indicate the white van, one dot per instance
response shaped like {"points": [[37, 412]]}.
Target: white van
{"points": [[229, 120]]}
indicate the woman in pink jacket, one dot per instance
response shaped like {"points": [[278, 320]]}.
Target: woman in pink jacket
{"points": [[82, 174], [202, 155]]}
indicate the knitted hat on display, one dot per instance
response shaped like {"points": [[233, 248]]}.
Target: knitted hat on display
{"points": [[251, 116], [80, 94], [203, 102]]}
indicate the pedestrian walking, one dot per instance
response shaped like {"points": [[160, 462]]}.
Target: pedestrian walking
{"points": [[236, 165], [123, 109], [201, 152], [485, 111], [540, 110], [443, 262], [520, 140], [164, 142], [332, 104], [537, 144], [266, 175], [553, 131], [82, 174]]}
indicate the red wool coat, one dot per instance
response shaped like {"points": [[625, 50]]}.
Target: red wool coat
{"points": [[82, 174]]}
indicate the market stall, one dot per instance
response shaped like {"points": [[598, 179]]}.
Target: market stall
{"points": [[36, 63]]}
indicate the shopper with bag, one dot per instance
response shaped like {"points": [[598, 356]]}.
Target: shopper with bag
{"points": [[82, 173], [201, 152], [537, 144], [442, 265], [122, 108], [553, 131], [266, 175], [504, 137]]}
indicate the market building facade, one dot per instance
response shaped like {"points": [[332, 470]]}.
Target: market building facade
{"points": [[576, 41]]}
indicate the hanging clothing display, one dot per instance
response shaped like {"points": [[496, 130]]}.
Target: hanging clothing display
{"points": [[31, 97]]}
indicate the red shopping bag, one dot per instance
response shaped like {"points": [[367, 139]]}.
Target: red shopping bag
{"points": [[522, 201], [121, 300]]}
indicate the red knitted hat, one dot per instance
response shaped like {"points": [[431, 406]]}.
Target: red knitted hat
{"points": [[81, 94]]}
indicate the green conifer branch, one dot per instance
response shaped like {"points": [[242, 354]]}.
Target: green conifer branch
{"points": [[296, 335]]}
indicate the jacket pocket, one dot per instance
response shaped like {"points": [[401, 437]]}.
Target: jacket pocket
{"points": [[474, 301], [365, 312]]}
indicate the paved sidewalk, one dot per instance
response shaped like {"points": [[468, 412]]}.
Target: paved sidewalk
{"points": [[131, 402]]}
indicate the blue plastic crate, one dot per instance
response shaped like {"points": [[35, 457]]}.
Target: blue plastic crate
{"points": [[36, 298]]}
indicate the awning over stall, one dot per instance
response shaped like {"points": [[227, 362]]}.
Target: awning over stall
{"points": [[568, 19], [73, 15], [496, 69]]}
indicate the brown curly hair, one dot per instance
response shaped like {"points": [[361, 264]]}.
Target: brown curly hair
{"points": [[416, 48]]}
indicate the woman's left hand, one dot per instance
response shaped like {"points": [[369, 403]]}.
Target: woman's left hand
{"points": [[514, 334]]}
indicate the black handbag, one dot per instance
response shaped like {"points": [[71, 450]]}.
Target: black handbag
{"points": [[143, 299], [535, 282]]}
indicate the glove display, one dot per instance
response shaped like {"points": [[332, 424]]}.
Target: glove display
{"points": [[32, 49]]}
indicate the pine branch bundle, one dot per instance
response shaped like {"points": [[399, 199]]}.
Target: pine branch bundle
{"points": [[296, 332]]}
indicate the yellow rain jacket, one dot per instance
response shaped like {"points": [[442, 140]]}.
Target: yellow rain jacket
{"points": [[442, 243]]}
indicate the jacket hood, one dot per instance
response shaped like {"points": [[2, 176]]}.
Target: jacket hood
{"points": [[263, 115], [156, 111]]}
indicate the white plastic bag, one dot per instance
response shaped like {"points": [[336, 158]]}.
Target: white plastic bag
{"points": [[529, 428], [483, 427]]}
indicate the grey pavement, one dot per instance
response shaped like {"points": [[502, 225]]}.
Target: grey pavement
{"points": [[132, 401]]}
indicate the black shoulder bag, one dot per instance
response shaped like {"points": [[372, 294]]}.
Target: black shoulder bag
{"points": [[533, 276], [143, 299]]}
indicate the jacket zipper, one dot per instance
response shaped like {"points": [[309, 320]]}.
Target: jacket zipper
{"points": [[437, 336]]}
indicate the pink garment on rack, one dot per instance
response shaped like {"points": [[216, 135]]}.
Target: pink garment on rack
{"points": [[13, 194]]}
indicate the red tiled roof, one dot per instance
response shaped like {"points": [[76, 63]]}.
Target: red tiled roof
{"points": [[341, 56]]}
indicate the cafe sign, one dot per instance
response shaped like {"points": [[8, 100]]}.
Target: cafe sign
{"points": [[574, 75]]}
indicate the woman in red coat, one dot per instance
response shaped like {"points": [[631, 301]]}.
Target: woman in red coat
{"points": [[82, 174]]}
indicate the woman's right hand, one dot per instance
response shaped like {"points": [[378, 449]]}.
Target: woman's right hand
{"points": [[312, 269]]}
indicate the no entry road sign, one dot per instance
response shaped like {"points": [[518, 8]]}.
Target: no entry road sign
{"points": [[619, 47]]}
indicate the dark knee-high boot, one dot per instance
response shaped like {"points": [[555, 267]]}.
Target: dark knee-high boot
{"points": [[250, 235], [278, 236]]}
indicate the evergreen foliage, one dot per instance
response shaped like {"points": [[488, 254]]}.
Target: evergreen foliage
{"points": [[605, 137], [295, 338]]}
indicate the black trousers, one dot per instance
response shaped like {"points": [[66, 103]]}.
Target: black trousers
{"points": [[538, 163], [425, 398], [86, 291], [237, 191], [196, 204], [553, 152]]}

────

* What you are asked to do: Output an identical copy of every record above.

* Reply to the task:
indicate the white van, one dot per instance
response shaped like {"points": [[37, 412]]}.
Target: white van
{"points": [[229, 120]]}
indicate the woman in pink jacket, one dot per instance
response shaped like {"points": [[278, 320]]}.
Target: woman in pink jacket
{"points": [[82, 174], [202, 155]]}
indicate the knitted hat on display, one dot per instance
response shaped like {"points": [[233, 248]]}.
Target: knitted hat on display
{"points": [[251, 116], [80, 94], [203, 102]]}
indicate the pedestrian walking, one dot per instance
response shaped like {"points": [[160, 462]]}.
Target: pedestrian walking
{"points": [[236, 165], [123, 109], [201, 152], [485, 111], [540, 110], [443, 262], [520, 140], [164, 142], [332, 104], [537, 144], [266, 175], [553, 131], [82, 174]]}
indicate the red wool coat, one dot per instance
response shaped like {"points": [[625, 50]]}.
Target: red wool coat
{"points": [[82, 174]]}
indicate the market stall, one dot per instance
response shaped like {"points": [[598, 179]]}.
Target: market stall
{"points": [[36, 63]]}
indicate the shopper with bag, one dot per instance
response shaped like {"points": [[598, 356]]}.
Target: shopper with bag
{"points": [[82, 173], [201, 152], [537, 144], [442, 265], [122, 108], [553, 131], [266, 175], [504, 137]]}
indicate the market building facade, one dot per instance
response shaped like {"points": [[332, 470]]}.
Target: market building facade
{"points": [[576, 41]]}
indicate the hanging clothing display, one dot per instance
response shaped like {"points": [[496, 130]]}.
Target: hanging clothing display
{"points": [[31, 97]]}
indicate the red shopping bag, one dot per instance
response shaped like {"points": [[367, 139]]}.
Target: red shopping bag
{"points": [[522, 201], [121, 300]]}
indicate the red knitted hat, one dot per instance
response shaped like {"points": [[431, 406]]}.
Target: red knitted hat
{"points": [[81, 94]]}
indicate the green conifer branch, one dot per instance
response shaped like {"points": [[242, 354]]}.
Target: green conifer branch
{"points": [[296, 335]]}
indicate the jacket pocket, one dot per instance
response shaped like {"points": [[401, 437]]}.
Target: jacket pocket
{"points": [[474, 301], [365, 312]]}
indicate the paved sidewalk, one dot per instance
response shaped like {"points": [[468, 412]]}.
Target: paved sidewalk
{"points": [[131, 402]]}
indicate the blue plastic crate, one dot per instance
response shaped like {"points": [[35, 457]]}.
Target: blue plastic crate
{"points": [[36, 298]]}
indicate the awning over stall, one dot per instance
response shaped like {"points": [[227, 362]]}.
Target: awning over stall
{"points": [[568, 19], [73, 15], [496, 69]]}
indicate the brown curly hair, one dot per instance
response shaped like {"points": [[361, 264]]}.
Target: brown curly hair
{"points": [[416, 48]]}
indicate the woman's left hand, one dot per instance
response shaped like {"points": [[369, 403]]}.
Target: woman's left hand
{"points": [[514, 334]]}
indicate the black handbag, one dot per instance
response shaped like {"points": [[71, 450]]}.
Target: black handbag
{"points": [[143, 299], [535, 282]]}
indicate the glove display, one dot per instance
response shaped like {"points": [[332, 424]]}.
Target: glove display
{"points": [[32, 49]]}
indicate the pine branch bundle, one dot per instance
response shaped like {"points": [[399, 199]]}.
Target: pine branch bundle
{"points": [[296, 332]]}
indicate the yellow rain jacket, one dot per instance
response shaped like {"points": [[442, 140]]}.
Target: yellow rain jacket
{"points": [[442, 243]]}
indicate the jacket hood, one dot per instance
response shaped like {"points": [[2, 176]]}.
Target: jacket hood
{"points": [[263, 115], [156, 111]]}
indicate the white plastic bag, one dot per instance
response shaped like {"points": [[336, 158]]}.
Target: white plastic bag
{"points": [[529, 428], [483, 427]]}
indicate the grey pavement, one dot per instance
response shaped like {"points": [[502, 225]]}.
Target: grey pavement
{"points": [[132, 401]]}
indicate the black shoulder bag, one dot per instance
response shaped like {"points": [[372, 294]]}.
Target: black shoulder bag
{"points": [[533, 276], [143, 299]]}
indicate the jacket zipper, one dot per instance
response shaped like {"points": [[309, 320]]}.
Target: jacket zipper
{"points": [[437, 336]]}
indicate the pink garment on rack, one dot per instance
response shaped like {"points": [[216, 135]]}.
Target: pink garment on rack
{"points": [[13, 194]]}
indicate the red tiled roof, one dot per instance
response shaped like {"points": [[76, 63]]}.
Target: red tiled roof
{"points": [[341, 56]]}
indicate the cafe sign, one dot per instance
response shaped like {"points": [[8, 100]]}.
Target: cafe sign
{"points": [[574, 75]]}
indicate the woman in red coat, one dot per instance
response shaped like {"points": [[631, 301]]}.
Target: woman in red coat
{"points": [[82, 174]]}
indicate the woman's right hand, one dot per instance
response shaped like {"points": [[378, 449]]}.
Target: woman's right hand
{"points": [[312, 269]]}
indicate the no entry road sign, one dot per instance
response shaped like {"points": [[518, 8]]}.
Target: no entry road sign
{"points": [[619, 47]]}
indicate the dark knee-high boot, one dot per instance
response shaped like {"points": [[555, 267]]}.
Target: dark knee-high boot
{"points": [[250, 235], [278, 236]]}
indicate the evergreen foliage, one dot per instance
response shaped like {"points": [[488, 254]]}.
Target: evergreen foliage
{"points": [[605, 137], [295, 338]]}
indicate the black trousers, one dot per instance
response shaped like {"points": [[66, 103]]}.
Target: black trousers
{"points": [[538, 163], [425, 398], [86, 291], [237, 191], [196, 204], [553, 152]]}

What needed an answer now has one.